§ EXTRACT TO READ:
| Friday, July 28, 2017
Women’s 100m Freestyle – Final
Gold: Simone Manuel (Sugar Land, Texas/Stanford Swimming), 52.27
Silver: Sarah Sjostrom (SWE), 53.31
Bronze: Pernille Blume (DEN), 52.69
4. Mallory Comerford (Kalamazoo, Mich./University of Louisville), 52.77
- Manuel wins her first individual world championships gold medal, and first for the U.S. since 1998 in this event.
- Manuel’s time broke the American record, which was previously held by Comerford earlier this week from her lead off in the women’s 400 free relay.
- Manuel was the 2016 Olympic champion in this event.
Manuel: “I think that my path with swimming has just been progress forward and just dropping times, getting better as a swimmer. It happened at the right time, and I’m really hoping that the trend can continue on for my swimming career.”
Manuel (on winning first gold for U.S. since 1998): “It’s great to bring American sprinting to the forefront, along with Mallory [Comerford] and others we have … that are just really amazing swimmers and we’re just trying to make a statement as sprinters.”
Manuel (on racing Sarah Sjostrom): “I always think I have a shot, I think that’s the reason why I’m the swimmer that I am. I just know how to race and I try and get my hand on the wall first. I just had confidence in the training I’ve done and my performance going into the race.”
Comerford: “It was good. Definitely exciting to be in a final, a little bit overwhelming and a great learning experience. I’m just so happy to be here and so thankful to be a part of this. Just before the race I was thinking about how lucky I am to do this. I know so many people want to be here … so I’m just so honored.”
Men’s 200m Backstroke – Final
Gold: Evgeny Rylov (RUS), 1:53.61
Silver: Ryan Murphy (Jacksonville, Fla./California Aquatics), 1:54.21
Bronze: Jacob Pebley (Corvalis, Ore./California Aquatics), 1:55.06
- Murphy picks up his second silver of the meet, in both the 100m and 200m back.
- After finishing fifth at the 2016 Olympic Games, Pebley picks up his first world championships medal.
- Team USA had two medalists in the 100m and 200m back, both silver and bronze.
Murphy: “There’s definitely disappointment … I’m a competitor and I want to be the guy that’s finishing first and I want to be the guy that has the top time in the world. It definitely stings a little bit … but it’s a long way until 2020 and I just want to progress every year and make sure I’m at the top in 2020.”
Pebley: “It’s kind of bittersweet, obviously, the time is a little slower … but that’s to be expected in the year after the Olympics. I knew I was out pretty slow, I hurt pretty bad from last night … but I can rely on my back half.”
Women’s 200m Breaststroke – Final
Gold: Yuliya Efimova (RUS), 2:19.64
Silver: Bethany Galat (), 2:21.77
Bronze: Jinglin Shi (CHN), 2:21.93
4. Lilly King (Evansville, Ind./Indiana University), 2:22.11
- World championships rookie Galat earns silver after posting a personal-best time.

Contour labeling items:
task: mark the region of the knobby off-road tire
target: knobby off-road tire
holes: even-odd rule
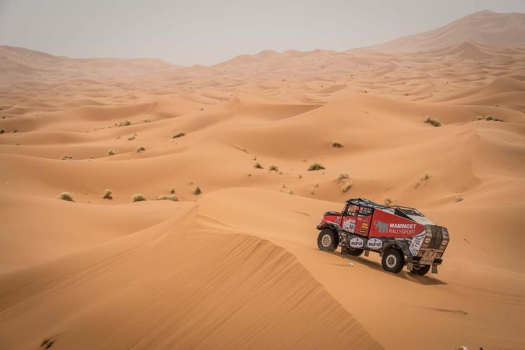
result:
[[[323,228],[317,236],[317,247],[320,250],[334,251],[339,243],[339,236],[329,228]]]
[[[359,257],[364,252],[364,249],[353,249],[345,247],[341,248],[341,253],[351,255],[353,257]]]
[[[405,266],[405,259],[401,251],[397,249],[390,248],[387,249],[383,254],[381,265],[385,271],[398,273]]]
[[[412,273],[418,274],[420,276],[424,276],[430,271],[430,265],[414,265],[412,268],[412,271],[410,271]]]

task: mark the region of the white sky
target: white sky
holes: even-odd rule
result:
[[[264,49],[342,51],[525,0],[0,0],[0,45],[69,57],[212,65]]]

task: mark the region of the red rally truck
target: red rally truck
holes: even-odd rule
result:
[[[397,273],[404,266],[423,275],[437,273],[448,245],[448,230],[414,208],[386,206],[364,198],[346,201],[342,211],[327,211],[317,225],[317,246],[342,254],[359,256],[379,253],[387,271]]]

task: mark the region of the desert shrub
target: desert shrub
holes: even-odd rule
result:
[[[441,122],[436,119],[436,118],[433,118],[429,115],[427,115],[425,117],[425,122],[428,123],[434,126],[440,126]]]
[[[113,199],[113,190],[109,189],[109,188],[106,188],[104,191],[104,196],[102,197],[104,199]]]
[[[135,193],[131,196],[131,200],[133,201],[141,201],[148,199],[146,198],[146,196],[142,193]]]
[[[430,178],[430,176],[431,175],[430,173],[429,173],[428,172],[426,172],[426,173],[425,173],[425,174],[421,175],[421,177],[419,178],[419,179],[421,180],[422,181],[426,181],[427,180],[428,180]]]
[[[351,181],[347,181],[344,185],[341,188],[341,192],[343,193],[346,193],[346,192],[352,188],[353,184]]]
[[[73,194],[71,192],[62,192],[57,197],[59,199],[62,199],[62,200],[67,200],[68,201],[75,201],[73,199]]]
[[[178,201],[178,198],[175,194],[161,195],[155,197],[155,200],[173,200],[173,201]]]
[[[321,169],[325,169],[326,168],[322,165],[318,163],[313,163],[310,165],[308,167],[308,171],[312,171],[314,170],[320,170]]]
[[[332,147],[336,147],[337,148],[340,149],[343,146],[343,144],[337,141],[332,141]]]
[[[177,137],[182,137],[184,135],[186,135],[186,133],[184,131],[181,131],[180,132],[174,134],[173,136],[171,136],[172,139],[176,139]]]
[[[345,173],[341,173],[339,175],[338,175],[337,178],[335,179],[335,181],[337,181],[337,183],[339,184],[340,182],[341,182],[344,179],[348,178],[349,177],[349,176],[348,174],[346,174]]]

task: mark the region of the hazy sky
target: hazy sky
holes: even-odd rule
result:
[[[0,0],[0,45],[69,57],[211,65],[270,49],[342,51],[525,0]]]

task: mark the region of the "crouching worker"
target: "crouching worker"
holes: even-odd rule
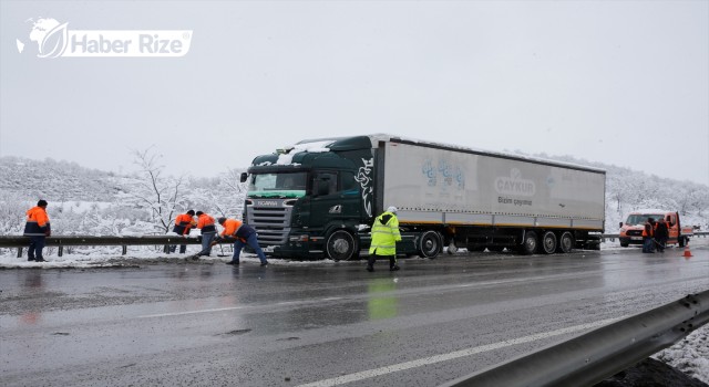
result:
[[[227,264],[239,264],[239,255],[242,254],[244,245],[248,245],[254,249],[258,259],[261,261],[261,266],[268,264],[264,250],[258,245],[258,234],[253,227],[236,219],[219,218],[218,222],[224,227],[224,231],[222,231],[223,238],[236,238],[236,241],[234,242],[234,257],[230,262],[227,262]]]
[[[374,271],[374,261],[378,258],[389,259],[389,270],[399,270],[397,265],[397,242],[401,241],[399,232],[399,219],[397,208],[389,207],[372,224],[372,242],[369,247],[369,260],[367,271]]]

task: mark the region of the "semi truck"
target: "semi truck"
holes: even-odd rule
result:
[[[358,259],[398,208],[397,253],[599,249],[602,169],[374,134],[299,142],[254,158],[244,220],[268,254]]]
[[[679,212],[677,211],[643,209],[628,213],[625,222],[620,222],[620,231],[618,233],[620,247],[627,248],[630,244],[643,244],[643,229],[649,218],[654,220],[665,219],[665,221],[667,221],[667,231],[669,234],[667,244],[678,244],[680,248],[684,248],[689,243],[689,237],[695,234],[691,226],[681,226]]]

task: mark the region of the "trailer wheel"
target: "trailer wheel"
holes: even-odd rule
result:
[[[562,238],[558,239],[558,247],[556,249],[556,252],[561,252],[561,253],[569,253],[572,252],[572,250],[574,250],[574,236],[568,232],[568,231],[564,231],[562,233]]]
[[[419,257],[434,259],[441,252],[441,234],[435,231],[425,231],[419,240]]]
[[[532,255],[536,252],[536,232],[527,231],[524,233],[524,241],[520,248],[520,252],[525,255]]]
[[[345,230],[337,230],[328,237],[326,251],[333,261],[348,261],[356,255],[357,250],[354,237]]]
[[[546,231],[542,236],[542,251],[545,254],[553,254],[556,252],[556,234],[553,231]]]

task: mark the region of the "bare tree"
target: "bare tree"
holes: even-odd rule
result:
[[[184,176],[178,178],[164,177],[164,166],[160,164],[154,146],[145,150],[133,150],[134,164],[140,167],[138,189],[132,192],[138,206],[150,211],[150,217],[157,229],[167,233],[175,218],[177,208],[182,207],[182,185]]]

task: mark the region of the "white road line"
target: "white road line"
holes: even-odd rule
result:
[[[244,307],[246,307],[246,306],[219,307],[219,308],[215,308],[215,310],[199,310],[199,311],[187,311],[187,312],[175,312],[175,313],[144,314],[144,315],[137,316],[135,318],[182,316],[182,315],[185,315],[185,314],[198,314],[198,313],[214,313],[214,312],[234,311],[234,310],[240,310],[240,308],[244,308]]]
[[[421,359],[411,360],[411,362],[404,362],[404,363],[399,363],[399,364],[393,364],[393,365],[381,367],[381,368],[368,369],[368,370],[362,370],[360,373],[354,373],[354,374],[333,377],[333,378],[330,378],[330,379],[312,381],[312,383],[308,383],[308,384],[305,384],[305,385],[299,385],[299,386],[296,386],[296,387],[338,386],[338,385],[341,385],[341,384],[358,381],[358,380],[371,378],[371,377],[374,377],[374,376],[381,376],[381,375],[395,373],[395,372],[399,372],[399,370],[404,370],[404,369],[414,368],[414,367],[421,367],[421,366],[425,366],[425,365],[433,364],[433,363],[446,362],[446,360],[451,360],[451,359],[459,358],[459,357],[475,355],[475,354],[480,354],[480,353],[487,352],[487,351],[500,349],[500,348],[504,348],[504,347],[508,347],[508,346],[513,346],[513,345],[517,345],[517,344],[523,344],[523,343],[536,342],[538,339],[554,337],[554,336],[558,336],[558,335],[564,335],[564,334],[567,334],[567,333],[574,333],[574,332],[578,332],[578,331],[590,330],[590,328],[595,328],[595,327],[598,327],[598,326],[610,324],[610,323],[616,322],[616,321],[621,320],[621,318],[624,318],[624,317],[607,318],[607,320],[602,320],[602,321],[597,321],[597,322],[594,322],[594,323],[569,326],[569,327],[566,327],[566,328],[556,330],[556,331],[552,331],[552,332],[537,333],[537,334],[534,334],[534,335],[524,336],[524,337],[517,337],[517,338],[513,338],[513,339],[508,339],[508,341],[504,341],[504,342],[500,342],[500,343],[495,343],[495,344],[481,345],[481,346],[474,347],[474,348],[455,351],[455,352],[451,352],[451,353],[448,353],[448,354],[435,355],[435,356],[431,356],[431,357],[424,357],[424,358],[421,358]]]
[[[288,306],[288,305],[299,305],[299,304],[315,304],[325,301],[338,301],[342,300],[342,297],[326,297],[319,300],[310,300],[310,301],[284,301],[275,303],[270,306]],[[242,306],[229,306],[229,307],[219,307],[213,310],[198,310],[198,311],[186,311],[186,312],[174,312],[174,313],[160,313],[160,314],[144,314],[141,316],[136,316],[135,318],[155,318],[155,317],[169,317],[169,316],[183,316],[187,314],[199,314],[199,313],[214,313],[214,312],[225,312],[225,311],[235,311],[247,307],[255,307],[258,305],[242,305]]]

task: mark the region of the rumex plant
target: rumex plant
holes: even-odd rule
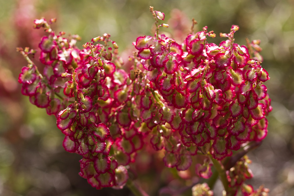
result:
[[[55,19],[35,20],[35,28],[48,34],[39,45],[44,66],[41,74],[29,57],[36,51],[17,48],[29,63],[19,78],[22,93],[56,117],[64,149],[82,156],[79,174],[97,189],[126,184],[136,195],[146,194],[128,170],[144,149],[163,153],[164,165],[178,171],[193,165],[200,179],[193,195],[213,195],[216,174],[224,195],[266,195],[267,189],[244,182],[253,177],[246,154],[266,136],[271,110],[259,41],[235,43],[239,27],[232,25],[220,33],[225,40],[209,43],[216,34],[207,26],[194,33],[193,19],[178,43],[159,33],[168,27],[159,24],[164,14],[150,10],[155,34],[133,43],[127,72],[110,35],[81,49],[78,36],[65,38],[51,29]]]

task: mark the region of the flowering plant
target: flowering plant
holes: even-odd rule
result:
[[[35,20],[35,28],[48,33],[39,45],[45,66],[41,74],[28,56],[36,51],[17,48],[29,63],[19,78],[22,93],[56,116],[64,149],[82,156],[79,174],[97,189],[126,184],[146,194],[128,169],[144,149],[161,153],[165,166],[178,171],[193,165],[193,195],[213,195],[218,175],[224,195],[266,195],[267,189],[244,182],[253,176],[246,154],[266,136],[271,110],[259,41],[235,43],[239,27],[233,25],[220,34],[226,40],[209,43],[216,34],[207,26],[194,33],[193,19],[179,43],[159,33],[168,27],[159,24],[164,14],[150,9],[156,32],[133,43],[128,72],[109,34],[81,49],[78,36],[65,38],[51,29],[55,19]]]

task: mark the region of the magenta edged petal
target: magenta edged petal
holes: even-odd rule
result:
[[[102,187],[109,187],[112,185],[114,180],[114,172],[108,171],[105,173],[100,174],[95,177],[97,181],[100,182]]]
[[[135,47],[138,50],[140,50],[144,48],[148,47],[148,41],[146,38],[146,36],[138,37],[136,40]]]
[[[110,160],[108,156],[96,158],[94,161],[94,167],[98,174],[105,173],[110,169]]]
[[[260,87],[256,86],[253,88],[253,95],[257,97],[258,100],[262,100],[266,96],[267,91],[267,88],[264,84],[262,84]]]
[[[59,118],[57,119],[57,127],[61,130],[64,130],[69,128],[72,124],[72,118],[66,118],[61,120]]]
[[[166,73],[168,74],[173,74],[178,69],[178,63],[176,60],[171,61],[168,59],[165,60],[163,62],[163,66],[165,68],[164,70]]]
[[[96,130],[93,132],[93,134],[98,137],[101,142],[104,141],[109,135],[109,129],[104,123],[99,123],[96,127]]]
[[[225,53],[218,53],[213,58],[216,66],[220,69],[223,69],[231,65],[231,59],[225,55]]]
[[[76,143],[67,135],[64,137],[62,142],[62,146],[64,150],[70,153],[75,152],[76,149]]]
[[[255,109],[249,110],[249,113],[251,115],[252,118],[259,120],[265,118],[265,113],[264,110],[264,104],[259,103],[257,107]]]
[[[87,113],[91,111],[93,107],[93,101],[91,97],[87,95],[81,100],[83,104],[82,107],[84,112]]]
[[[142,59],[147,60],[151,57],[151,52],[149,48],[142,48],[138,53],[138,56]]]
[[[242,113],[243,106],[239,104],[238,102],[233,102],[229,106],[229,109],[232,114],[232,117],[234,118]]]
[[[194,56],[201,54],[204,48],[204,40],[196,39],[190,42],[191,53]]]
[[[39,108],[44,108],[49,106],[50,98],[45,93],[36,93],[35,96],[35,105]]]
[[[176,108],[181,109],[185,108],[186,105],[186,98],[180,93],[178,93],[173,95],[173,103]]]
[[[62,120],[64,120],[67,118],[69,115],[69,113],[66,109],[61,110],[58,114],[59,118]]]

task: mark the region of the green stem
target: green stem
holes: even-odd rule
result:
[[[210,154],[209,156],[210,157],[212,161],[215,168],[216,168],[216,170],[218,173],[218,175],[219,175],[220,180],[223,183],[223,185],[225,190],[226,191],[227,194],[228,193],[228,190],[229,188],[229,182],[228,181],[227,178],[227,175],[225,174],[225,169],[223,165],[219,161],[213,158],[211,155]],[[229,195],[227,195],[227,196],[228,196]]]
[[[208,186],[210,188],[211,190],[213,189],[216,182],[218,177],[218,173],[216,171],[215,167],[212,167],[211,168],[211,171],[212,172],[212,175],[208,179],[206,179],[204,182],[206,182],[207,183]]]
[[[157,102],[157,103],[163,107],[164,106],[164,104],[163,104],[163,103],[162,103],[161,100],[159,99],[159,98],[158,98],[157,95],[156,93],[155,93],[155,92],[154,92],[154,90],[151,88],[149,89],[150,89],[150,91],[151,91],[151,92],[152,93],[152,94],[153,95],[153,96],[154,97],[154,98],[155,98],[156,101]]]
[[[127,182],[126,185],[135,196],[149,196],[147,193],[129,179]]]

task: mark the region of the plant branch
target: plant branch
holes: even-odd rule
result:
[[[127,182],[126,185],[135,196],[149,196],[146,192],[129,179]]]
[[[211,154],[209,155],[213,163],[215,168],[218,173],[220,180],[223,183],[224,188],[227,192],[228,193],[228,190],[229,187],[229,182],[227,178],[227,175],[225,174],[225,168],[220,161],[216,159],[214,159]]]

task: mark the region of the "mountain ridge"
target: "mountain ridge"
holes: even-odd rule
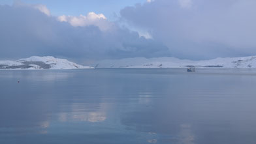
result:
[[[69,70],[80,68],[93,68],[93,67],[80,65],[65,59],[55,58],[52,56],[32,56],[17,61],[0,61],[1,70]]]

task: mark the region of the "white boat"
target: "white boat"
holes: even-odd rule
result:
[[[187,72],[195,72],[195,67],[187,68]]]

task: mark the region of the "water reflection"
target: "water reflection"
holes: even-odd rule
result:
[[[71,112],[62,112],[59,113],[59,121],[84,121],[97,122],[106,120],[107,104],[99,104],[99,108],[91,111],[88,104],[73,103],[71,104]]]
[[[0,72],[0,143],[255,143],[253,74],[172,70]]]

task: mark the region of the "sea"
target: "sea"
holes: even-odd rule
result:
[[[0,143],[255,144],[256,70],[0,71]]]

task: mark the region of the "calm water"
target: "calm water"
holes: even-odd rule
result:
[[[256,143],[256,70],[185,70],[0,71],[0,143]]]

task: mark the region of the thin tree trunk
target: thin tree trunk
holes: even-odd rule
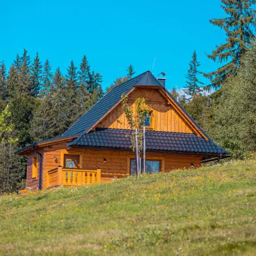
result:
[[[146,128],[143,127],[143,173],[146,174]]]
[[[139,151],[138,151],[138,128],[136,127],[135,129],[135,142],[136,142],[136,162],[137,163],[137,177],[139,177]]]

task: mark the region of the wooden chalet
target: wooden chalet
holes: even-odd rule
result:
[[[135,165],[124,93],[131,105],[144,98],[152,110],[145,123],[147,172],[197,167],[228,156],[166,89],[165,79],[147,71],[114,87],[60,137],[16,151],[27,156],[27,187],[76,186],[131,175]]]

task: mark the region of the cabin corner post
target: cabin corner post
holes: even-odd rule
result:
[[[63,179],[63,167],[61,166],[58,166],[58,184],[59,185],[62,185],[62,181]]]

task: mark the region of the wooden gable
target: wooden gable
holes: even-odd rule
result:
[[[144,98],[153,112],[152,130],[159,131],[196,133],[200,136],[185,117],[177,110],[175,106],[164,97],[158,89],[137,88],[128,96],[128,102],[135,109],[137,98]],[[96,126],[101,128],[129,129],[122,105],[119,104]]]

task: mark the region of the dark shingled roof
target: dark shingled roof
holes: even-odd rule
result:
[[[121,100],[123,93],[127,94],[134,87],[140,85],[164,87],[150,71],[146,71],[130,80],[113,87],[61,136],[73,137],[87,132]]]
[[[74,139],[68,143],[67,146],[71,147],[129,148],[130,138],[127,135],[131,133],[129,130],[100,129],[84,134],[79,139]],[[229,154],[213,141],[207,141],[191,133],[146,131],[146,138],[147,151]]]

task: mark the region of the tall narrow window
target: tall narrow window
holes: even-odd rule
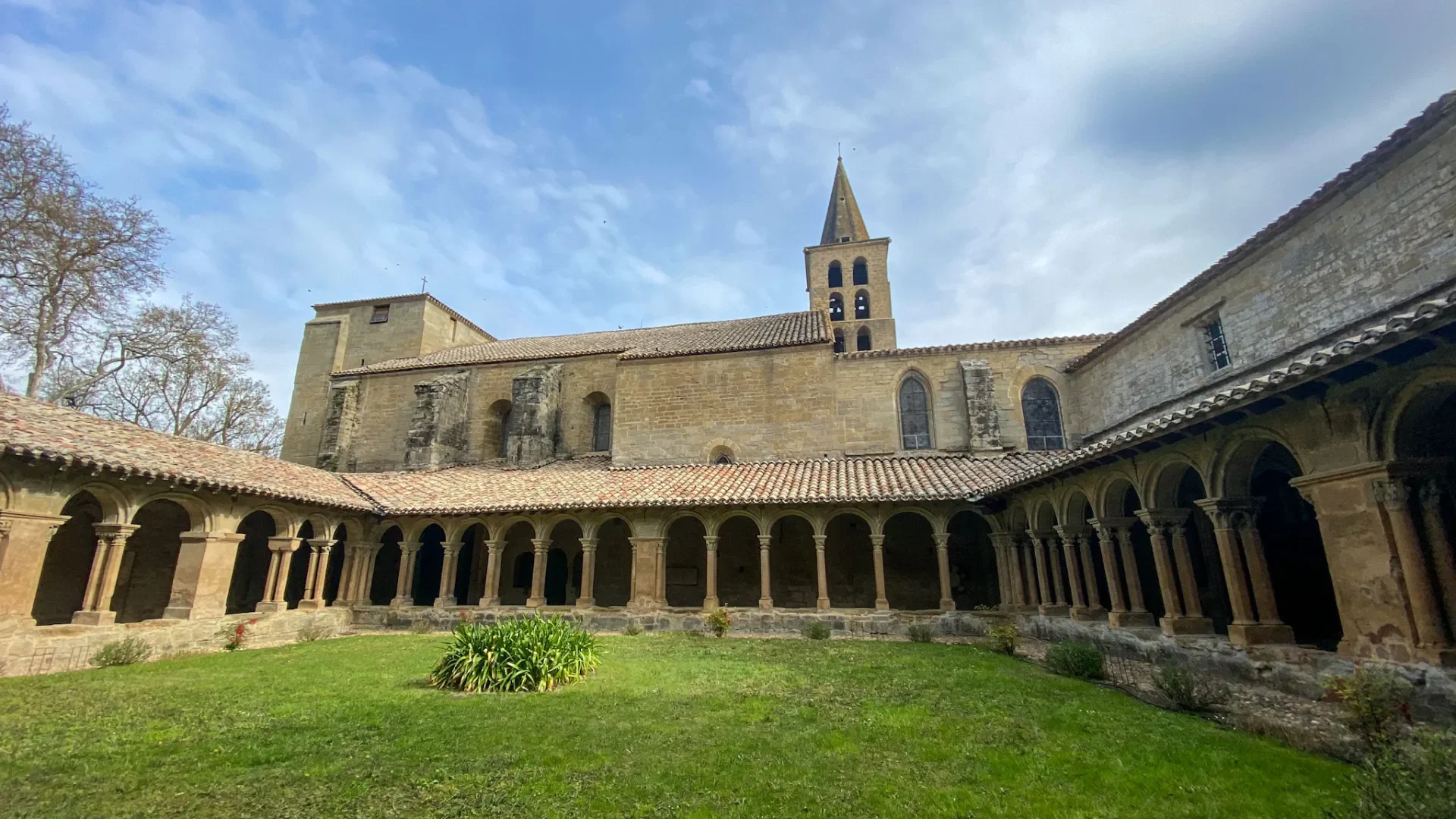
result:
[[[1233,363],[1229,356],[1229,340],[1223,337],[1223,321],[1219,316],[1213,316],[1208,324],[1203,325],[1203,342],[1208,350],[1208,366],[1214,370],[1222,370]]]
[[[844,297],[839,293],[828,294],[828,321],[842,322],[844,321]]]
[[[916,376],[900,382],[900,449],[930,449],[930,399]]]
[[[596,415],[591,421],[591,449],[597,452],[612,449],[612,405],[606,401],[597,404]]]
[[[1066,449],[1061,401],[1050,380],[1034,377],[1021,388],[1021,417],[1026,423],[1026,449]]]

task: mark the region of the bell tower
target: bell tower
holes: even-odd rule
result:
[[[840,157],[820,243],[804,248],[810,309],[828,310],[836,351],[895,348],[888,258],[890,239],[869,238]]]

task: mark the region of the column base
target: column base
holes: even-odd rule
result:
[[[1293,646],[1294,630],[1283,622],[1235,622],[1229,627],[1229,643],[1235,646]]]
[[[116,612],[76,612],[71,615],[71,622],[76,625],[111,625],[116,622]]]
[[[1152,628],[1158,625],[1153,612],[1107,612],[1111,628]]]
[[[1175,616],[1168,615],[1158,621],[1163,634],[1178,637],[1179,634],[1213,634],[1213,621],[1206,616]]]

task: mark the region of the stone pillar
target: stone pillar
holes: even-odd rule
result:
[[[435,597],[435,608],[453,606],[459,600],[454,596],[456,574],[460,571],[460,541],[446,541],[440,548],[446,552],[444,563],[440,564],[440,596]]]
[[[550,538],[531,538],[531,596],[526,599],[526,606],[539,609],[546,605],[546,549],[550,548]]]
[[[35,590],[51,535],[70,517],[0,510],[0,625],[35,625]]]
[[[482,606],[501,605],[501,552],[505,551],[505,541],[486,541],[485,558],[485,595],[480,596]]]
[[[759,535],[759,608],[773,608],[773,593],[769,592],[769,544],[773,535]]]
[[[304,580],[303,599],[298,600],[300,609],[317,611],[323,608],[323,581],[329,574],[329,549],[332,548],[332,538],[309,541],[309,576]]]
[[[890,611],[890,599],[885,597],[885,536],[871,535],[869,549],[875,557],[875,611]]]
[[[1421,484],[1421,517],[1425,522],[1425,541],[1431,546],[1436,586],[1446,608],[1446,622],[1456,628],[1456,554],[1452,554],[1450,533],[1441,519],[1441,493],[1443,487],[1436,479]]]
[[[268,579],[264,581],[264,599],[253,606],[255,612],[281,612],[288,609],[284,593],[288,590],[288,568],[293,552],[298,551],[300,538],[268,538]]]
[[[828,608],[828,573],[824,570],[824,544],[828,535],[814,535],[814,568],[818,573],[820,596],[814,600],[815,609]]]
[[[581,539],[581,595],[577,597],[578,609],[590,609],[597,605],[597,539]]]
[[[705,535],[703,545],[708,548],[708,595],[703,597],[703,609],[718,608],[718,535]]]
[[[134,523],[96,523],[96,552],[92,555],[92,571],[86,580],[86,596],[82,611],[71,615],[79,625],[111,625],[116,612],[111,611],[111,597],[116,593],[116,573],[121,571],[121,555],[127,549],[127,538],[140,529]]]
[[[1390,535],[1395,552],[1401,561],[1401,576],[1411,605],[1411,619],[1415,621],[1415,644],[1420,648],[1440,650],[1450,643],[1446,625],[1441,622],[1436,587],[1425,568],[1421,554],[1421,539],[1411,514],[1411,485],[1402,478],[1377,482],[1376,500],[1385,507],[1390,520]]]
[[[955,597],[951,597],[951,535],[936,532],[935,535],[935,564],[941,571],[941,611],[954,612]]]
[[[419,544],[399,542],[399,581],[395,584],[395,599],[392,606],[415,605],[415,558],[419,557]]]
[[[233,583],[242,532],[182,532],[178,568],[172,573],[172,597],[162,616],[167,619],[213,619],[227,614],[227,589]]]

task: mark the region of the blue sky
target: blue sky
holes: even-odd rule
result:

§ THE TASK: From the swimming results, copy the passage from "Men’s 200m Backstroke" up to and including "and 200m back.".

§ EXERCISE RESPONSE:
Men’s 200m Backstroke – Final
Gold: Evgeny Rylov (RUS), 1:53.61
Silver: Ryan Murphy (Jacksonville, Fla./California Aquatics), 1:54.21
Bronze: Jacob Pebley (Corvalis, Ore./California Aquatics), 1:55.06
- Murphy picks up his second silver of the meet, in both the 100m and 200m back.